WHAT TO WORK ON: Arrange every line of the data below as a Markdown table with two columns, Row and Line. Number the rows in order, and leave out any blank lines.

==== DATA EXCERPTS

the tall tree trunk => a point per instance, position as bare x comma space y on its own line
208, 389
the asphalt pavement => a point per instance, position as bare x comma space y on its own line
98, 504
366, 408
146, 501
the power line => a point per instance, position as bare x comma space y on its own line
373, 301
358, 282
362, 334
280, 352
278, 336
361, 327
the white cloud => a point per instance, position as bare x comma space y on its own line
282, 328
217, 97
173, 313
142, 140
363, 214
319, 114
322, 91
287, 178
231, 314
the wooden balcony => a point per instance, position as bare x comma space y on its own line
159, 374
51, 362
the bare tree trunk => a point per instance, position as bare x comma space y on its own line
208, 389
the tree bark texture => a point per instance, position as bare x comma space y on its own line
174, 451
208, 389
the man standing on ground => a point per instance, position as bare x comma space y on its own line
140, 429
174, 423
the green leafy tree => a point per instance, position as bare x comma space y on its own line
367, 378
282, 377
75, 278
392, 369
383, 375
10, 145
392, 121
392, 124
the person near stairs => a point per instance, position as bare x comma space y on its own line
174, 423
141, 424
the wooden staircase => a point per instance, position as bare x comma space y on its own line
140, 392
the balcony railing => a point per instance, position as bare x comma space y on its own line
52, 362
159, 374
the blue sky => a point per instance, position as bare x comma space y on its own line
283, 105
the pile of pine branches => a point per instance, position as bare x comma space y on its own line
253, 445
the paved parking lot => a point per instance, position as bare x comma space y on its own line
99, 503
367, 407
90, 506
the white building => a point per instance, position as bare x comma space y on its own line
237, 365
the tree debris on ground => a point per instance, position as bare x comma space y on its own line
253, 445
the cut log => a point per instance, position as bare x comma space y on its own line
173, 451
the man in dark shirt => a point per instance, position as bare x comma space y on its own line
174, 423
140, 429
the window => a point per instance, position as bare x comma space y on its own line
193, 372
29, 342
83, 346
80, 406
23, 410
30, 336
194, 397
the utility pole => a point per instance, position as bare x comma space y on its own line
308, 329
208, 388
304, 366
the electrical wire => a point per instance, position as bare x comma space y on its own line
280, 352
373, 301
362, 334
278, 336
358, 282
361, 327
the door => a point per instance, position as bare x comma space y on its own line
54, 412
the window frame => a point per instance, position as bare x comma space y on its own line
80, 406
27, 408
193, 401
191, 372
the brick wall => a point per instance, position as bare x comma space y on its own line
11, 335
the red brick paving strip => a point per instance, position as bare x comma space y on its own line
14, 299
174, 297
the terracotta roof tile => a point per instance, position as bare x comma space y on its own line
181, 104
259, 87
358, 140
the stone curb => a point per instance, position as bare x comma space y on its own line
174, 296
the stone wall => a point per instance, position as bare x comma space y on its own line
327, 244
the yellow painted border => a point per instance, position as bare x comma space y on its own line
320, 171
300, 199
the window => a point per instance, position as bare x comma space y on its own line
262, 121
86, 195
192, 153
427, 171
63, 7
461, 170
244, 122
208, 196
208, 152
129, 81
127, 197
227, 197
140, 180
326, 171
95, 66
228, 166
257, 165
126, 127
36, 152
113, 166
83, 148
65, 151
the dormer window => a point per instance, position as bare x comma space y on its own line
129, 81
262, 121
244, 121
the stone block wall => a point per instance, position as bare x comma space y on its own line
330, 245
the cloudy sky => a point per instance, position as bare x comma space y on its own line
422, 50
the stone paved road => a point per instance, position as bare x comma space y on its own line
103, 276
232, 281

========

SOLVED EXERCISE:
| Row | Line |
|---|---|
| 1 | the tall tree trunk => a point per instance, position as bare x comma space y on its own line |
| 2 | 208, 389 |
| 3 | the asphalt pavement => a point per instance, position as bare x comma space y on its own line |
| 4 | 98, 504 |
| 5 | 366, 408 |
| 6 | 146, 501 |
| 7 | the power line => a point per instance, position as bare x comma space y on its own line |
| 8 | 373, 301 |
| 9 | 358, 282 |
| 10 | 362, 334 |
| 11 | 280, 352 |
| 12 | 278, 336 |
| 13 | 361, 327 |
| 14 | the white cloud => a point per instance, position as bare x comma space y on its own line |
| 15 | 282, 328 |
| 16 | 217, 97 |
| 17 | 173, 313 |
| 18 | 142, 140 |
| 19 | 363, 214 |
| 20 | 319, 114 |
| 21 | 322, 91 |
| 22 | 287, 178 |
| 23 | 231, 314 |
| 24 | the wooden balcony => a point per instance, position as bare x comma space y on its own line |
| 25 | 159, 374 |
| 26 | 51, 362 |
| 27 | the bare tree trunk => a point per instance, position as bare x comma space y on its own line |
| 28 | 208, 389 |
| 29 | the tree bark texture => a point per instance, position as bare x comma space y on its own line |
| 30 | 174, 451 |
| 31 | 208, 389 |
| 32 | the man standing on ground => a point per instance, position as bare x comma space y on its own line |
| 33 | 140, 429 |
| 34 | 174, 423 |
| 35 | the green leafy tree => a point per instance, position as bare x comma space y on its own line |
| 36 | 367, 378 |
| 37 | 282, 377 |
| 38 | 75, 278 |
| 39 | 392, 369 |
| 40 | 383, 375 |
| 41 | 10, 145 |
| 42 | 392, 121 |
| 43 | 392, 124 |
| 44 | the person near stairs => a point per instance, position as bare x comma space y on its own line |
| 45 | 174, 423 |
| 46 | 141, 424 |
| 47 | the wooden staircase => a point per instance, position as bare x comma space y on its own line |
| 48 | 140, 392 |
| 49 | the balcony railing => a point per instance, position as bare x comma space y on its own line |
| 50 | 52, 362 |
| 51 | 159, 374 |
| 52 | the blue sky => a point per instance, position as bare x comma space y on its own line |
| 53 | 283, 105 |
| 54 | the pile of pine branches => a point per instance, position as bare x comma space y on its own line |
| 55 | 253, 445 |
| 56 | the paved parking lot => a point per instance, position as bare x comma space y on its own line |
| 57 | 99, 503 |
| 58 | 367, 407 |
| 59 | 90, 506 |
| 60 | the white building => a point per instance, position as bare x comma space y on its own line |
| 61 | 237, 365 |
| 62 | the tree debris on ground => a point per instance, position as bare x comma space y on its own line |
| 63 | 253, 445 |
| 64 | the cut log => a point per instance, position as bare x comma space y on its own line |
| 65 | 173, 451 |
| 66 | the man in dark shirt => a point per instance, position as bare x comma space y on its own line |
| 67 | 174, 423 |
| 68 | 140, 429 |
| 69 | the window => a point per instance, position as bare x comma space y on its own line |
| 70 | 193, 372 |
| 71 | 29, 342 |
| 72 | 83, 346 |
| 73 | 80, 406 |
| 74 | 23, 410 |
| 75 | 30, 336 |
| 76 | 194, 397 |
| 77 | the utility pole => a point per instance, position as bare x comma space y on its own line |
| 78 | 308, 329 |
| 79 | 208, 388 |
| 80 | 304, 366 |
| 81 | the electrical wire => a point per instance, position as bare x comma space y on its own line |
| 82 | 280, 352 |
| 83 | 373, 301 |
| 84 | 362, 334 |
| 85 | 278, 336 |
| 86 | 358, 282 |
| 87 | 361, 327 |
| 88 | the door => a point per instance, position as bare x comma space y on its own line |
| 89 | 54, 412 |
| 90 | the window frame => a point per instance, position as bare x comma space y on its own line |
| 91 | 80, 406 |
| 92 | 27, 408 |
| 93 | 193, 401 |
| 94 | 191, 372 |
| 95 | the brick wall => a point per instance, position as bare x comma space y on its own line |
| 96 | 11, 335 |
| 97 | the red brick paving strip => a point per instance, position as bare x comma space y on its own line |
| 98 | 14, 299 |
| 99 | 174, 297 |
| 100 | the terracotta roof tile => a point per instance, position as bare x comma space y on its own line |
| 101 | 181, 104 |
| 102 | 259, 87 |
| 103 | 358, 140 |
| 104 | the stone curb => a point per instance, position as bare x comma space y on its own line |
| 105 | 174, 296 |
| 106 | the stone wall => a point per instance, position as bare x comma space y on its own line |
| 107 | 327, 244 |
| 108 | the yellow painted border => a point per instance, position as bare x comma space y on its own line |
| 109 | 320, 171 |
| 110 | 300, 199 |
| 111 | the window => a point per instance, position as bare x comma space y on its own line |
| 112 | 262, 121 |
| 113 | 86, 195 |
| 114 | 192, 153 |
| 115 | 427, 171 |
| 116 | 63, 7 |
| 117 | 461, 170 |
| 118 | 244, 122 |
| 119 | 208, 196 |
| 120 | 208, 152 |
| 121 | 129, 81 |
| 122 | 127, 197 |
| 123 | 227, 197 |
| 124 | 140, 180 |
| 125 | 326, 171 |
| 126 | 95, 66 |
| 127 | 228, 166 |
| 128 | 257, 165 |
| 129 | 126, 127 |
| 130 | 36, 152 |
| 131 | 113, 166 |
| 132 | 83, 148 |
| 133 | 65, 151 |
| 134 | the dormer window => a point per instance, position as bare x comma space y on its own line |
| 135 | 129, 81 |
| 136 | 262, 121 |
| 137 | 244, 121 |
| 138 | the stone block wall => a point per instance, position as bare x comma space y on its own line |
| 139 | 330, 245 |
| 140 | the cloudy sky => a point per instance, position as bare x comma space y on its own line |
| 141 | 422, 50 |
| 142 | the stone paved road => a point per instance, position as bare x comma space y on its own line |
| 143 | 103, 276 |
| 144 | 232, 281 |